> What is required
Please present the lines as a Markdown table with two columns, "Row" holding a row number and "Line" holding the line, for only the part that opens with the line containing "tree** -> outlines" and closes with the line containing "POLYGON ((239 85, 228". Omit any blank lines.

> Available records

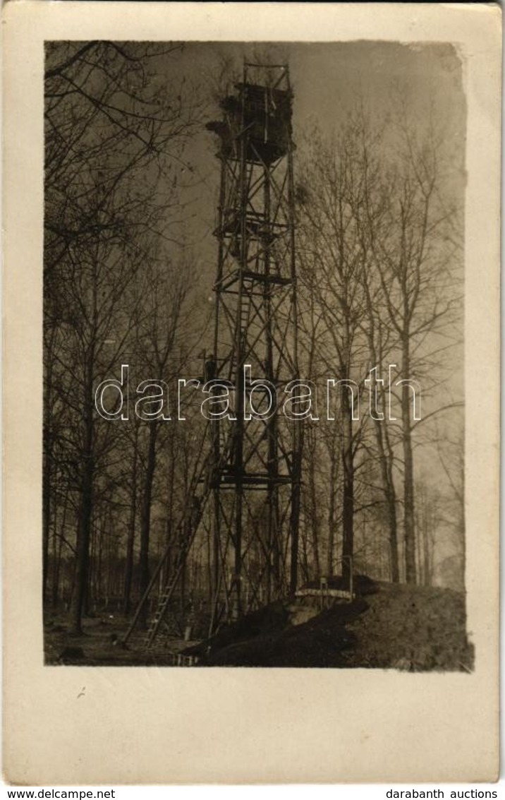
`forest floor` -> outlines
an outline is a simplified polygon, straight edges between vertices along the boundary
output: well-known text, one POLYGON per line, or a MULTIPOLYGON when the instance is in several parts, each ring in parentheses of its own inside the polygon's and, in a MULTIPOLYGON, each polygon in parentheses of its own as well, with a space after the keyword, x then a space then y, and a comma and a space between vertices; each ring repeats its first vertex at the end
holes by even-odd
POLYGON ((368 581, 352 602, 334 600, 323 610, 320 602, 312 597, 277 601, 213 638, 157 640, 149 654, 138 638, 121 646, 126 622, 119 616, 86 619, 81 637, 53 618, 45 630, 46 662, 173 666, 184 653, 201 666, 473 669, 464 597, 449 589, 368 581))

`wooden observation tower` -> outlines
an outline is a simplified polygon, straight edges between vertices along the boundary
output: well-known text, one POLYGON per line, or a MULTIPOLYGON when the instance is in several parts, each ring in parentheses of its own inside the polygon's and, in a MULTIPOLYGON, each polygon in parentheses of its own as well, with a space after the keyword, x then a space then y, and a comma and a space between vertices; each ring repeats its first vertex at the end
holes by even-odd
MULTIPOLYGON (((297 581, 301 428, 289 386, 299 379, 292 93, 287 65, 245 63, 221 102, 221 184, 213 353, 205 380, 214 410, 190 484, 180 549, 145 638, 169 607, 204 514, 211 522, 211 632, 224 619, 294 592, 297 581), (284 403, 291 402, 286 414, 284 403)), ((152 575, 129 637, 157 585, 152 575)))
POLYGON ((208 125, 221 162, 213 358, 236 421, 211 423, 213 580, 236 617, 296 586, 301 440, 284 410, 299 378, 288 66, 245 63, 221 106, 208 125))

* * *

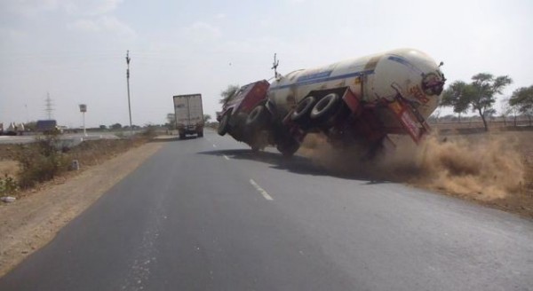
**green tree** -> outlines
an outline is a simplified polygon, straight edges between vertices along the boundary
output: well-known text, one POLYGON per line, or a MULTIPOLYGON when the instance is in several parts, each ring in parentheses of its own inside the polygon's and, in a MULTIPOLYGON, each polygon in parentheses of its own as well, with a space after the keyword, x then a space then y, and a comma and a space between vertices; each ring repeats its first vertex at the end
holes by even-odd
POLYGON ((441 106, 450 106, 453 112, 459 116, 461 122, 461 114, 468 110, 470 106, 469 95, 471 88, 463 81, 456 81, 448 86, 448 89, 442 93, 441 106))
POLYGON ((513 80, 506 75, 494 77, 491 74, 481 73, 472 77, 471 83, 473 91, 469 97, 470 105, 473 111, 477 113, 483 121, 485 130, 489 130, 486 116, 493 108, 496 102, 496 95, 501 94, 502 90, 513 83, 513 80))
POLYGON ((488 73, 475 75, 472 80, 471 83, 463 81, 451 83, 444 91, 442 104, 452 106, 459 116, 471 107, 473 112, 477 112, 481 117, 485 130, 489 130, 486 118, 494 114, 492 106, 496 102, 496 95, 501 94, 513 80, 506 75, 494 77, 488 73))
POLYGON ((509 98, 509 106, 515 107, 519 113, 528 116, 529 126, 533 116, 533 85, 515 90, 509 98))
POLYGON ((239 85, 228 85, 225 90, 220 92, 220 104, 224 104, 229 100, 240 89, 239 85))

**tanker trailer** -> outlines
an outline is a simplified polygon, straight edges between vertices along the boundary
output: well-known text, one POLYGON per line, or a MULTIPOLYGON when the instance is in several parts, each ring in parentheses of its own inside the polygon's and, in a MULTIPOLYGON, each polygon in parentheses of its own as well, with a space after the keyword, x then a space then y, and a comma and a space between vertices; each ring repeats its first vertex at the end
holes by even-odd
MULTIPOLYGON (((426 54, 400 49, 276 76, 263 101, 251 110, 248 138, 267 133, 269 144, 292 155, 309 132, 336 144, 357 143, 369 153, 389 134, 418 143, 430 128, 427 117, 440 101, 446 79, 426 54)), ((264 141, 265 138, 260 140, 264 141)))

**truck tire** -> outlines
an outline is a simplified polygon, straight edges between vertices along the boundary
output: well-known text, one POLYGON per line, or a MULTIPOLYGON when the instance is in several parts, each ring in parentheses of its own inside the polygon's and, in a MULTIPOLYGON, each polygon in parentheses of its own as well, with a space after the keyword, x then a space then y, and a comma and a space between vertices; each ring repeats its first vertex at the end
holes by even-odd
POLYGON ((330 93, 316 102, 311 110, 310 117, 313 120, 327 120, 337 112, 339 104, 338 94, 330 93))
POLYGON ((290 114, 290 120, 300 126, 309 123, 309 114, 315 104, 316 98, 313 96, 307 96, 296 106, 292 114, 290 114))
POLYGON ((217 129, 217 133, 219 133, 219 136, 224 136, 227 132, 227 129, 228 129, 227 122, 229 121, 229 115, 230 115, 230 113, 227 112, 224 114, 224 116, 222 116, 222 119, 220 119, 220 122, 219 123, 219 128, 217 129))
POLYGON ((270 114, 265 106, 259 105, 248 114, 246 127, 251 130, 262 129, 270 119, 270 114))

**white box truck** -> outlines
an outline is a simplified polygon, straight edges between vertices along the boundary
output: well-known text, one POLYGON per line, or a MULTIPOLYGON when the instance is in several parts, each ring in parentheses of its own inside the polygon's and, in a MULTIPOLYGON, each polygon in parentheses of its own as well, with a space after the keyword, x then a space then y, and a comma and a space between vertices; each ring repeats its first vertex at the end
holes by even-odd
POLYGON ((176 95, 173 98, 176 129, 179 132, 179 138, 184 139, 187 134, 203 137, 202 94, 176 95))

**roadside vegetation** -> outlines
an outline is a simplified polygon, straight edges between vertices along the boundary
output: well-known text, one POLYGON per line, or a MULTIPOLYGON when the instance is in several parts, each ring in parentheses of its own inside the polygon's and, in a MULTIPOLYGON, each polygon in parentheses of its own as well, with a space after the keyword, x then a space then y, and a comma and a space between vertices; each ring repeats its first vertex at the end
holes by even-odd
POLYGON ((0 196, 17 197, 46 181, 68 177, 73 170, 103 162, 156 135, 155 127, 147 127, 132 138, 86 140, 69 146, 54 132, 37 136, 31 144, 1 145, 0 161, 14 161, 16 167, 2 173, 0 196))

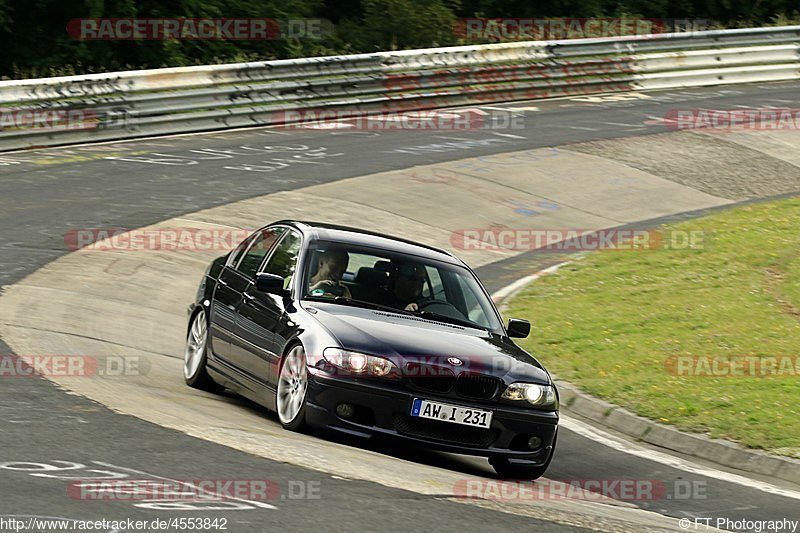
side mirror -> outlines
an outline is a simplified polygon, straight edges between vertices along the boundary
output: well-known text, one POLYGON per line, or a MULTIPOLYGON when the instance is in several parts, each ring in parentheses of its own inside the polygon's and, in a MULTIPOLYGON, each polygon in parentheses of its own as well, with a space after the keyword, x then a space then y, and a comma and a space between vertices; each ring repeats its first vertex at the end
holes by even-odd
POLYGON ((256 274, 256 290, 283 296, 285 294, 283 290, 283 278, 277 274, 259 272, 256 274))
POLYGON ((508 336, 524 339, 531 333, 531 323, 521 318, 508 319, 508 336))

> Finished answer
| Row | Line |
|---|---|
| 1 | **green tree** -> outlines |
| 2 | an outline is a simplified polygon, straight edges between vertices along the boundary |
| 3 | output: well-known text, one POLYGON per line, or a MULTIPOLYGON when the instance is in several parts, each ring in parentheses of its own inside the polygon's and, in a MULTIPOLYGON, each polygon in parentheses of its own as well, with a space after the keyword, x then a space then y, and a comma and a space between vertices; each ring repeats its first vertex at the end |
| 4 | holes by even-odd |
| 5 | POLYGON ((441 106, 450 106, 453 112, 459 116, 461 122, 461 114, 468 110, 470 106, 469 95, 471 88, 463 81, 456 81, 448 86, 448 89, 442 93, 441 106)) |
| 6 | POLYGON ((513 80, 506 75, 494 77, 491 74, 481 73, 472 77, 471 83, 473 91, 469 97, 470 105, 473 111, 477 113, 483 121, 485 130, 489 130, 486 116, 493 108, 496 102, 496 95, 501 94, 502 90, 513 83, 513 80)) |
| 7 | POLYGON ((488 73, 475 75, 472 80, 471 83, 463 81, 451 83, 444 91, 442 104, 452 106, 459 116, 471 107, 473 112, 477 112, 481 117, 485 130, 489 130, 486 118, 494 114, 492 106, 496 102, 496 95, 501 94, 513 80, 506 75, 494 77, 488 73)) |
| 8 | POLYGON ((509 98, 509 106, 515 107, 519 113, 528 116, 529 126, 533 116, 533 85, 515 90, 509 98)) |
| 9 | POLYGON ((239 85, 228 85, 225 90, 220 92, 220 104, 224 104, 229 100, 240 89, 239 85)) |